## Task input

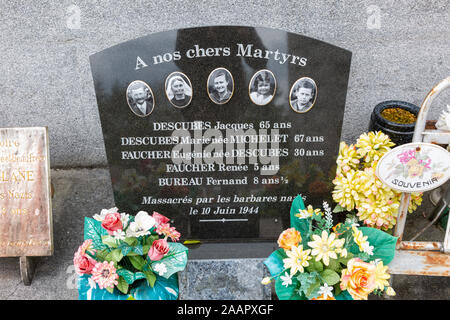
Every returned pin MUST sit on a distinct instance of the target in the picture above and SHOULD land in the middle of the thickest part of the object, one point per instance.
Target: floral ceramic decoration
(414, 167)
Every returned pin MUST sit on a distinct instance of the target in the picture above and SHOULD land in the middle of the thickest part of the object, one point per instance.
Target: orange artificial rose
(288, 238)
(358, 279)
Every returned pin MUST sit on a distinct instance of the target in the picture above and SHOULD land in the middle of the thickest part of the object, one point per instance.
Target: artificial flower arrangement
(319, 261)
(357, 188)
(129, 257)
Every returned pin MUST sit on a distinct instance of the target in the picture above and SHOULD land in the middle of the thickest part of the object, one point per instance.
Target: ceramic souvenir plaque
(25, 208)
(414, 167)
(221, 127)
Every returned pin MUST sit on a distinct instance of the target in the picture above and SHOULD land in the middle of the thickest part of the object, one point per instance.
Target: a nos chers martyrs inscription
(223, 166)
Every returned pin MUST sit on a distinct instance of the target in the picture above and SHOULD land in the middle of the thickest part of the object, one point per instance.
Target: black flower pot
(399, 133)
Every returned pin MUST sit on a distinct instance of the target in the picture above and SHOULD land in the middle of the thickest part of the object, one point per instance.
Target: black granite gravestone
(221, 127)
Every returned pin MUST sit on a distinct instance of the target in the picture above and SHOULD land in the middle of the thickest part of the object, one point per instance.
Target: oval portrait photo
(140, 98)
(179, 89)
(220, 86)
(303, 95)
(262, 87)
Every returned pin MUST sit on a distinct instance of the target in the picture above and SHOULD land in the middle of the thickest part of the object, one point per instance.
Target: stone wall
(400, 50)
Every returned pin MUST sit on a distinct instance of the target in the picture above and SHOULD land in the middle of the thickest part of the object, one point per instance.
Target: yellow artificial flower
(381, 275)
(326, 247)
(346, 191)
(357, 186)
(297, 259)
(373, 145)
(288, 238)
(380, 213)
(308, 212)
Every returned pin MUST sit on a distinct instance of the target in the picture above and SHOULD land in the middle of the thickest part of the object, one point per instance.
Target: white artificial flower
(141, 225)
(367, 248)
(325, 290)
(160, 268)
(287, 279)
(124, 218)
(100, 217)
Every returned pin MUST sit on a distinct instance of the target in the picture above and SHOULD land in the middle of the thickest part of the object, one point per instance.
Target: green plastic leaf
(110, 241)
(122, 285)
(110, 290)
(383, 243)
(139, 275)
(274, 262)
(85, 292)
(301, 225)
(115, 255)
(93, 230)
(151, 278)
(163, 289)
(126, 249)
(339, 208)
(330, 277)
(288, 293)
(127, 275)
(137, 261)
(175, 260)
(313, 290)
(131, 241)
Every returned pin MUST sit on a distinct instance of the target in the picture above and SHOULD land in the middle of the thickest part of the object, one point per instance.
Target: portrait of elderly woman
(178, 89)
(303, 95)
(220, 86)
(140, 98)
(262, 87)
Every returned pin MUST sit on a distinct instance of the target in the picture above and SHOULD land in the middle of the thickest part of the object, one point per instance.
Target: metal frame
(420, 257)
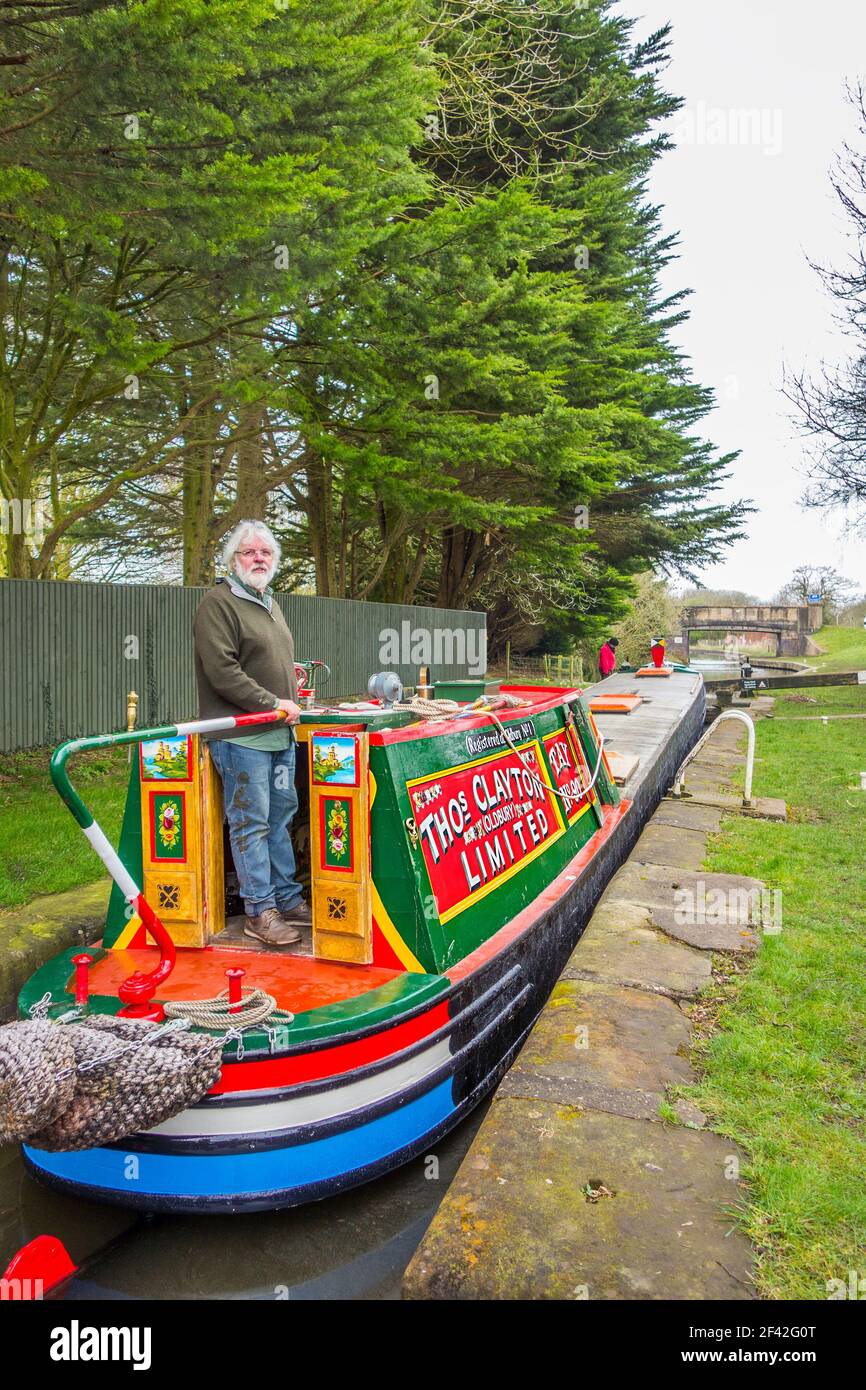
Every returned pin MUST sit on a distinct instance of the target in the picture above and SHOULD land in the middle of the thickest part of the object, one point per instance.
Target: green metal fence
(71, 652)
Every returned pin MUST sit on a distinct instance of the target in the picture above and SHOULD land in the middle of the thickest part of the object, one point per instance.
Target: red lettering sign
(570, 772)
(481, 823)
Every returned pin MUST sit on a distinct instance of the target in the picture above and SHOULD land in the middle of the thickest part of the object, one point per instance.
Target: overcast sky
(751, 200)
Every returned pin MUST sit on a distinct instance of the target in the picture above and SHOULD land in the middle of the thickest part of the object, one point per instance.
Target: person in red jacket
(606, 656)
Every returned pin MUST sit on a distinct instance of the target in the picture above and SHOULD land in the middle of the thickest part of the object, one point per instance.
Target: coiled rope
(256, 1007)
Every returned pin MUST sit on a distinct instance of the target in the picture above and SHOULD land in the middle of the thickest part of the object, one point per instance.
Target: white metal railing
(749, 761)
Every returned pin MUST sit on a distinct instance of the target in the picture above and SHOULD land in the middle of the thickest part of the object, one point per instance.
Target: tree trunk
(198, 474)
(320, 514)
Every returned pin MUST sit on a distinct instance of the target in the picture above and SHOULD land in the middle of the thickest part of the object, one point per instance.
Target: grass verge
(781, 1051)
(42, 849)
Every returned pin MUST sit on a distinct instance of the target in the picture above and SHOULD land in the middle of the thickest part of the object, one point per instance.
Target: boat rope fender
(97, 1079)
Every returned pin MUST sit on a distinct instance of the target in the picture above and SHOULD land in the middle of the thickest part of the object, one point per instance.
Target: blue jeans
(260, 801)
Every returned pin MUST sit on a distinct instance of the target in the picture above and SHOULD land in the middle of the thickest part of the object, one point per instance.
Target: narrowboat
(446, 861)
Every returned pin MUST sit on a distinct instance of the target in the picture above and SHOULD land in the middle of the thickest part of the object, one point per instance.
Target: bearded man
(245, 665)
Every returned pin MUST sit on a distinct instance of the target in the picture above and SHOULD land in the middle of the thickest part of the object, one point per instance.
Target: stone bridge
(788, 624)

## Set task
Each entry gets copied exactly; the pictures stay out.

## Answer for the task
Every returned pin MUST sit on a distinct instance of the target in the picture above and SHOULD land in the middle of the thickest part of the object, one point per instance.
Target: floral ceramic decoration
(414, 167)
Every returned pin MUST sit on a distinct instance of the target in the picture above and SHOULD land in the middle of the thickest part of the object, one point per instance.
Target: orange artificial rose
(288, 238)
(358, 279)
Every returned pin MUST sit on a distinct instance of the target in the picture above and SHOULD land in the middle of the thickest part of the object, one point per instance.
Target: artificial flower arrangement
(319, 261)
(357, 188)
(129, 257)
Every returned pin MUST sit on a distinct instance of the target in the picture above and SHOULD land in the middle of the thickest part of the object, one point per instance.
Target: ceramic souvenir plaque
(25, 208)
(414, 167)
(221, 127)
Every returned pin MUST sit on a distinct instance of the target in the picture above and SHOULD land in the middle of the thickest part of the object, one point per instance.
Target: a nos chers martyrs inscription
(223, 166)
Every returned pin MUST sit on a distinct instance of the target in the picture above and SHOULD land in the middle of the thickest part of the object, one point per instance.
Target: black flower pot
(399, 133)
Every returned pin MUST sit on a distinct instance of the target in the picture above and SHOULD land in the middle of the thickest part of the object, one point per instance.
Target: black granite gravestone
(221, 127)
Every returned pin MUST sit on a distinct instance of the target in the picture above and SHOULD land in the middle of the thickest part of the object, one point per instance.
Target: oval portrait photo
(140, 98)
(179, 89)
(220, 86)
(303, 95)
(262, 87)
Every returned pin MUST sit on a distinct instance of the target in the picture above and SHOULD land in the middle of the thickest part of the object, one point per instance.
Target: stone wall
(400, 50)
Every returned pin MUST sit on a distinct instance of the target in the picture above and SHOULD land in the middle of the thickest part of the object, one point per instance.
Target: yellow artificial flower
(381, 275)
(326, 247)
(346, 191)
(357, 186)
(297, 259)
(373, 145)
(288, 238)
(380, 213)
(308, 212)
Every returned pin MUST sit on a distinct instance of the target in the picture above and SHOULD land in the middle of the thickest part of the object, one point per instance.
Target: white artificial flower
(141, 225)
(367, 248)
(325, 290)
(160, 268)
(287, 279)
(124, 218)
(100, 217)
Every returned pin MUST sit on a distinct instance of the target in the picture above and SHOULD land in the middle of the thickest part of the object, one point per instance.
Target: green plastic leaf
(110, 241)
(122, 285)
(110, 290)
(383, 243)
(139, 275)
(274, 262)
(85, 292)
(301, 225)
(115, 255)
(93, 230)
(151, 278)
(163, 289)
(126, 249)
(339, 208)
(330, 277)
(288, 293)
(127, 275)
(137, 261)
(175, 260)
(313, 290)
(131, 241)
Every returned pin MUST sit on a distinct instance of the target in the picture above and SHOULD land in the middle of the thickest part of the object, one point per instance.
Target: portrait of elderly woman
(178, 89)
(303, 95)
(220, 86)
(140, 98)
(262, 87)
Every returned pin MUST sit on a distinct instance of the target in the picture above and SHOULD land in the middle of the thickest part of the object, one point per instance.
Target: metal frame
(420, 257)
Every returned pin MUST sit on a distinct instance of the target in the picture above and SHOULD land in the middle of the thickest part of the object, one point per instance.
Target: green metal fence
(71, 652)
Every returned pin MUST sit on a distinct instance of the target in the picture above and SHOULD land in the middle of the thickest part of the object, one point per instance.
Target: red lettering sign
(570, 772)
(481, 823)
Every returned pin MUST sit on a distinct instance of the target in the picture above and SHOULD land in the middle of the thickest part of the object, one point per instance.
Target: overcast sky
(751, 200)
Every returned pin MUST sit on a distinct instance of the target in the picture above and SHOULD land in the middle of the thickest part of the object, one point per instance.
Target: person in red jacket
(606, 656)
Every returned pin MUST sit on a distinct instance of the target in the picture above and SHOULD land in the middle of the thickest part of the object, one point per instance.
Target: coiled rope
(256, 1007)
Every returned pin MUST sit on a distinct instance of the target in the picture above and SHOULD land in the middle of the thickest part of the object, one point per instance.
Target: white metal railing
(749, 761)
Every returned pin MUST sit on a distinct instance of the target in the picture above and SHOULD land in the middle of the thickest part of the object, one point per instance.
Target: tree trunk
(198, 474)
(320, 514)
Every returned pin MUST sit on a distinct instance of the target in the picture above and SHOULD land in the middle of the thickest part of the object, one point per instance.
Target: grass verge
(781, 1051)
(42, 849)
Every returned pin MUST sit on a distinct instance of the target in the picture above and SHOULD land in the middle of the thickest part of the object, one point per instance.
Target: boat rope fender
(97, 1079)
Every returned pin MUST sit on a distinct instance of the target in the picture above and SHOULD land in the middle of the thickest part of the object, one point per instance.
Target: blue jeans
(260, 801)
Every returned pin MUST sit on a distinct instance of the target in the picture above and SHOULD land in the middle of the thickest part of the object, one point per instance.
Target: narrowboat
(446, 861)
Every returned pin MUST sit on a distinct instance of the target in the picture above and SHOULD land in the middle of the thickest part of the object, one point per instance.
Target: bearded man
(245, 665)
Every returned pin MUST sit on a distinct instance of the target in the picture above and SHOULD land in the middle of the thickest part of the object, one point per instance.
Target: stone bridge
(788, 624)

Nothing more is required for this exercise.